Passage shown:
+ + + +

Plummeting temperatures mean frozen balls and sleeveless jerseys
GREEN BAY, Wis. -- Baby, it's cold outside.
So cold, one team has practiced with footballs straight out of the freezer. But not so frigid that many players say they will go sleeveless.
As for the plummeting temperatures being an advantage for the Green Bay Packers in Sunday's NFC championship game against the New York Giants, the hosts aren't quite so sure.
"It's not like they're coming from Florida," guard Daryn Colledge noted.
Of course, Colledge is from Alaska, so zero degrees might be balmy to him.
Forecasts are calling for thermometer readings around 3 degrees for the 5:30 p.m. CST kickoff; yep, a night game in January on the Green Bay tundra. If the wind kicks up, temperatures certainly will dive below zero, and head toward the NFL records.
The coldest game in NFL history was not the 1967 NFL title game at Lambeau Field when the Packers beat Dallas 21-17 in the Ice Bowl. It was minus 13 that day and the wind chill factor was estimated at minus 48.
But in the 1981 AFC championship game, while the temperature was minus-9, the wind chill plunged to minus-59 at Cincinnati as the Bengals beat San Diego 27-7.
"You know in football we all like to think of ourselves as tough guys," Packers cornerback Charles Woodson said. "So no matter what the weather is, I think most guys will probably go out there no sleeves and play it just like it was 80 degrees."
Even if it's 80 degrees colder.
Brett Favre, who had little trouble in last week's divisional-round win over Seattle played amid snowflakes the size of golf balls, is 43-5 when the temperature in Green Bay is 34 or lower. He will make his 275th consecutive start Sunday in conditions suited for, well, staying inside. The NFL's career leader in most passing categories would take 34 -- or even 24 -- degrees for the final step to the Super Bowl.
And, no, Favre is not a big fan of icicles hanging from face masks.
"First of all, I don't know if I have ever gotten used to it," said the Mississippi native who last took the Pack to the Super Bowl 10 years ago. "It is for three hours during the week. We practice indoors -- not a whole lot different than anyone else. Yeah, you live in it. I'm not out making snowmen."
Packers coach Mike McCarthy recalled how poorly his team played on Dec. 23 in a 35-7 loss at Chicago, a game that even Favre admitted he was cold throughout. So McCarthy used some frozen balls at practice this week to help simulate likely conditions Sunday.
"Is that what was going on?" veteran wide receiver Donald Driver said with a laugh. "Basically, they never told us that the balls were coming out of the freezer, we just kind just felt it as we caught it: 'Wow, the balls are cold.' We thought most likely the balls had been outside all day, but they were in the freezer.

+ + + +

Job 1: Transcribe the part of the cold-weather game article starting at "Of course, Colledge" and ending at "the NFL records.".
Job 2: According to the cold-weather game article, what was the wind chill during the 1981 AFC championship game in Cincinnati?

Excerpted records:
+ + + +

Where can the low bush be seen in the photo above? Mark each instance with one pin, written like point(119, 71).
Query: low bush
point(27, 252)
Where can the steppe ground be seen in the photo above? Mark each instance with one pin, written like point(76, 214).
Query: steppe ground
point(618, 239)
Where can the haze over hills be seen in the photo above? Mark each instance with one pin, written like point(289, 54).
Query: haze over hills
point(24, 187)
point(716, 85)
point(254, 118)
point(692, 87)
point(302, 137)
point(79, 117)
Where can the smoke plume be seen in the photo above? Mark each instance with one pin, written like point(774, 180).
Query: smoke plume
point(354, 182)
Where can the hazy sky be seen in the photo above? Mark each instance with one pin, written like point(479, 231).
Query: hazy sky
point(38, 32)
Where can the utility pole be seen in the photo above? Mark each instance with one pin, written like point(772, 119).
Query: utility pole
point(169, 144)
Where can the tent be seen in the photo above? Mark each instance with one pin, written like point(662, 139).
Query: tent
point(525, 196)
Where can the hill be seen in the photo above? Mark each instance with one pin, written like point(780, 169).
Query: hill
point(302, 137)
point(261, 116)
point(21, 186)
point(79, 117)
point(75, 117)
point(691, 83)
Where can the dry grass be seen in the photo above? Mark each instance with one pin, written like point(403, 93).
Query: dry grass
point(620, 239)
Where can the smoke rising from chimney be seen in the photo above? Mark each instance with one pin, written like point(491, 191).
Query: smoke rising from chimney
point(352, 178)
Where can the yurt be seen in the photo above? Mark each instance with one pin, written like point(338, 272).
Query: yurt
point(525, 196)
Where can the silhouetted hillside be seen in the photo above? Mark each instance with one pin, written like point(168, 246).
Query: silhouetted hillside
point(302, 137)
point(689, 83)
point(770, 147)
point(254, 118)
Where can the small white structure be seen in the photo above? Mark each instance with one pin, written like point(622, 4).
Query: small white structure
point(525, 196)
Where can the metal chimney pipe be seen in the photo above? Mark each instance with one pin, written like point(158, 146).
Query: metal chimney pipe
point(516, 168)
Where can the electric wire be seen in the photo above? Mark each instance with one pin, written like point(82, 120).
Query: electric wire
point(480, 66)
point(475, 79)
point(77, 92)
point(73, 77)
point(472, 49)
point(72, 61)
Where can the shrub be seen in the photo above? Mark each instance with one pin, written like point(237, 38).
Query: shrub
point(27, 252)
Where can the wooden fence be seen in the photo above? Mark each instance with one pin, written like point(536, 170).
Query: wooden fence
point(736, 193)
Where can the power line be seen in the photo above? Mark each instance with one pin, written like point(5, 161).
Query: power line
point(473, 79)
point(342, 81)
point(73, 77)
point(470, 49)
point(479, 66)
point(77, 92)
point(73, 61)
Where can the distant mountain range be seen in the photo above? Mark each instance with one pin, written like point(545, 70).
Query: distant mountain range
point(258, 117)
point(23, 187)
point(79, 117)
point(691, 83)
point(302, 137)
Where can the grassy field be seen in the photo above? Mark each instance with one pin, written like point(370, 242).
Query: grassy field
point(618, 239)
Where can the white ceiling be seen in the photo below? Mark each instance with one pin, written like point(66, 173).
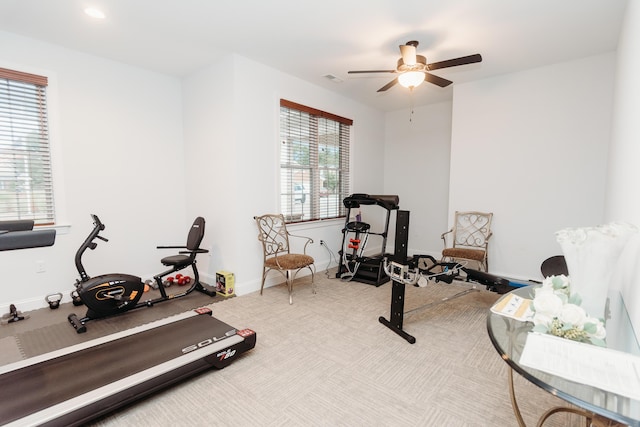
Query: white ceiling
point(312, 39)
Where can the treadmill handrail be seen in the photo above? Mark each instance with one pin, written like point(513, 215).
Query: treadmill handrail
point(389, 202)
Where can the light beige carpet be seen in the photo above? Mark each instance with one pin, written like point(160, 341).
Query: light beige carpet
point(327, 361)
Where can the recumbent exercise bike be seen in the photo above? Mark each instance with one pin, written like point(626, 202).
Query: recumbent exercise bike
point(115, 293)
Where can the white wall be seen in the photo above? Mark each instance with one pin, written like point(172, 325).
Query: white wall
point(623, 186)
point(231, 137)
point(148, 153)
point(118, 152)
point(532, 148)
point(417, 154)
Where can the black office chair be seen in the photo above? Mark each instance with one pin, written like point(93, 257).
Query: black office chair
point(187, 257)
point(554, 266)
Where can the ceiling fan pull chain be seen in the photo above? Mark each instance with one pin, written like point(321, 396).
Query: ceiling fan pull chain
point(411, 104)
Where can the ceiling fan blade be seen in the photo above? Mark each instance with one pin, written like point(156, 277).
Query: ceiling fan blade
point(408, 54)
point(431, 78)
point(371, 71)
point(388, 85)
point(455, 62)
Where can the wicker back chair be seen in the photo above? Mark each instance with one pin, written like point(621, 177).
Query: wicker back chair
point(274, 237)
point(469, 238)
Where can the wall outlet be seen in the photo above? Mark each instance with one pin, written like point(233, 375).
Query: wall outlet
point(40, 267)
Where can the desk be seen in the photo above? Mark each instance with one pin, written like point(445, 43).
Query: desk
point(509, 336)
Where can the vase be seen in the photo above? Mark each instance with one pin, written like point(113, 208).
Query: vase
point(592, 254)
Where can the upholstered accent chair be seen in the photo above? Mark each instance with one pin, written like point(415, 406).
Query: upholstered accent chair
point(274, 237)
point(468, 239)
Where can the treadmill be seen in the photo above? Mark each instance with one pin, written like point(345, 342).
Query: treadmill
point(71, 386)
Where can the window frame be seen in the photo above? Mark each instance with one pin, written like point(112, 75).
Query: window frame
point(314, 174)
point(32, 89)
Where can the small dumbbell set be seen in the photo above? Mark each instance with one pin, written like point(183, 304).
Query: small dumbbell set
point(179, 280)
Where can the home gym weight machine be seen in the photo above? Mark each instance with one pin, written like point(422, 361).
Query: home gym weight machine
point(354, 264)
point(404, 271)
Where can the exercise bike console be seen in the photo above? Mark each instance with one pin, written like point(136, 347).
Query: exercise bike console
point(107, 294)
point(110, 294)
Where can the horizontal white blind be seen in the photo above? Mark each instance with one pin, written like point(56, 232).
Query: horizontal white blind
point(26, 186)
point(314, 163)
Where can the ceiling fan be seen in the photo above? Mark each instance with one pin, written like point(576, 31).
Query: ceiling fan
point(413, 69)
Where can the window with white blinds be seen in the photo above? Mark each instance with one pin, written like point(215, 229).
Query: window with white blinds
point(314, 163)
point(26, 186)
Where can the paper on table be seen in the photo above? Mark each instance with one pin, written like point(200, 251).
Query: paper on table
point(513, 306)
point(600, 367)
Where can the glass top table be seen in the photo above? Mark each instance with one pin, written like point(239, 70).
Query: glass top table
point(509, 336)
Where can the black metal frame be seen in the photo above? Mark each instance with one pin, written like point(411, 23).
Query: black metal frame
point(370, 269)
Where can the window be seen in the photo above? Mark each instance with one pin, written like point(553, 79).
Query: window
point(26, 187)
point(314, 163)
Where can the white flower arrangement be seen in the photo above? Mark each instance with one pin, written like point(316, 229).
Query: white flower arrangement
point(557, 312)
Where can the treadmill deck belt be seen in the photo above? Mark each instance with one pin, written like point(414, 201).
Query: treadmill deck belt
point(45, 384)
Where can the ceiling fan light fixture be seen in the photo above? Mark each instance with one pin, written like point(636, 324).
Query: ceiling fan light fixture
point(411, 79)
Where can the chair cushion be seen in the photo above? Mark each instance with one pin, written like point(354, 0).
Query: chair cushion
point(474, 254)
point(289, 261)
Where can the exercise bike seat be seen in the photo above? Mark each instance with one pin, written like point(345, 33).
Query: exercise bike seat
point(188, 255)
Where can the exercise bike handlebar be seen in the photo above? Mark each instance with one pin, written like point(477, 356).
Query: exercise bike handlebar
point(89, 243)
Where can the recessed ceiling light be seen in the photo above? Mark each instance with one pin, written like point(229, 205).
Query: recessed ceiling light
point(333, 78)
point(94, 13)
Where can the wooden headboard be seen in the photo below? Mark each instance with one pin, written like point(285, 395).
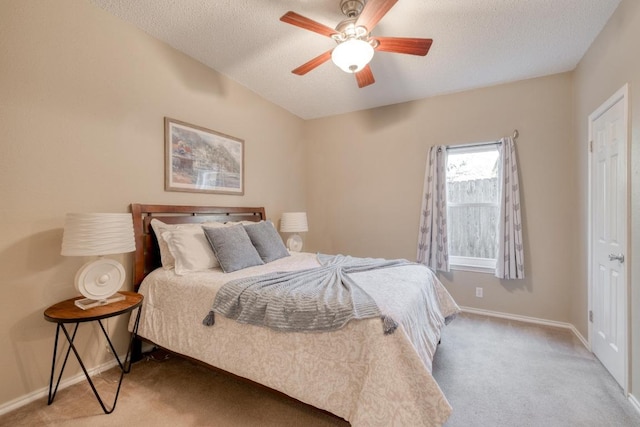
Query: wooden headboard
point(147, 255)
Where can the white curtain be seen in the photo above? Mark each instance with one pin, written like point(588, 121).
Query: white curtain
point(433, 249)
point(510, 259)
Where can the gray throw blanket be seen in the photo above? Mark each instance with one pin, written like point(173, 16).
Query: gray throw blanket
point(319, 299)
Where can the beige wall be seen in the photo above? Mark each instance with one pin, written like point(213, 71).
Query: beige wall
point(82, 101)
point(611, 62)
point(365, 177)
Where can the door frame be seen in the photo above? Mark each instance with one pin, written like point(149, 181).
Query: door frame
point(620, 94)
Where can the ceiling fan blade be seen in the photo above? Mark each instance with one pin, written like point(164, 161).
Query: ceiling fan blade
point(307, 24)
point(373, 12)
point(315, 62)
point(409, 46)
point(364, 77)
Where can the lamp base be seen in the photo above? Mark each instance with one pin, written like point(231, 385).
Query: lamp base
point(87, 303)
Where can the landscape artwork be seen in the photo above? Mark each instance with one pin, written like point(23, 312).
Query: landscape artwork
point(202, 160)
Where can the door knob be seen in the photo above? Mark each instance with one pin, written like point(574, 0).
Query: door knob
point(619, 257)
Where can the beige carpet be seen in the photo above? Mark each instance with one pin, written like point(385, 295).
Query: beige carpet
point(494, 372)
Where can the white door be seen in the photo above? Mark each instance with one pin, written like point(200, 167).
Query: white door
point(608, 194)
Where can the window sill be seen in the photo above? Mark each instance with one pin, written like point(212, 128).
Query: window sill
point(473, 268)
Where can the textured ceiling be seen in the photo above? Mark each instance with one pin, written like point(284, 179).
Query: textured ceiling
point(477, 43)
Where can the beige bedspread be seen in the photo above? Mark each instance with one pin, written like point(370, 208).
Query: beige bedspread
point(357, 372)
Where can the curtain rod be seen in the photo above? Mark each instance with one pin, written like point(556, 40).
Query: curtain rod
point(515, 136)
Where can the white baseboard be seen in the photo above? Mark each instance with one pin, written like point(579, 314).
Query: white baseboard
point(528, 319)
point(44, 392)
point(634, 402)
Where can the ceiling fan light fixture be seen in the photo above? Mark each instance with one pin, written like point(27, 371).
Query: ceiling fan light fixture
point(352, 55)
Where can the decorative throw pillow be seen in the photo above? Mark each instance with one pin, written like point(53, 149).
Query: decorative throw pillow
point(266, 240)
point(159, 227)
point(190, 249)
point(232, 248)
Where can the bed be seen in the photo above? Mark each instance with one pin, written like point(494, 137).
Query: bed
point(357, 372)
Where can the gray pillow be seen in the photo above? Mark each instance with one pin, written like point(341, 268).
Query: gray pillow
point(266, 240)
point(232, 247)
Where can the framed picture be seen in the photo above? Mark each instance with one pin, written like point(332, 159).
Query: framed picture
point(202, 160)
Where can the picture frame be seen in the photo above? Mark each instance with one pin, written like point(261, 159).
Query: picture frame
point(201, 160)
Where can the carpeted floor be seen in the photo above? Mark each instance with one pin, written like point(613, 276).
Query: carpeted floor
point(494, 372)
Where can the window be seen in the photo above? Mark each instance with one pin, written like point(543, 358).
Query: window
point(472, 207)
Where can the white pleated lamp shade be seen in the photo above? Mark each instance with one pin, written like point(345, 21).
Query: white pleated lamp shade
point(95, 234)
point(294, 222)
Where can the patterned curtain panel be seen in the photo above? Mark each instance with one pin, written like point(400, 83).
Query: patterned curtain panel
point(433, 250)
point(510, 260)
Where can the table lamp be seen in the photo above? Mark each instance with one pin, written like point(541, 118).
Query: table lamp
point(294, 222)
point(98, 234)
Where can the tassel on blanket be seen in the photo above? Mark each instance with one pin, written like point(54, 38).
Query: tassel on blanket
point(388, 325)
point(210, 319)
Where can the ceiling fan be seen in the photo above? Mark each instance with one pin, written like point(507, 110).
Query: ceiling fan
point(356, 45)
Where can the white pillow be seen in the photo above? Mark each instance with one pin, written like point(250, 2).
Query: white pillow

+ + + +

Full output 1:
Of course, Colledge is from Alaska, so zero degrees might be balmy to him.
Forecasts are calling for thermometer readings around 3 degrees for the 5:30 p.m. CST kickoff; yep, a night game in January on the Green Bay tundra. If the wind kicks up, temperatures certainly will dive below zero, and head toward the NFL records.

Full output 2: Minus-59.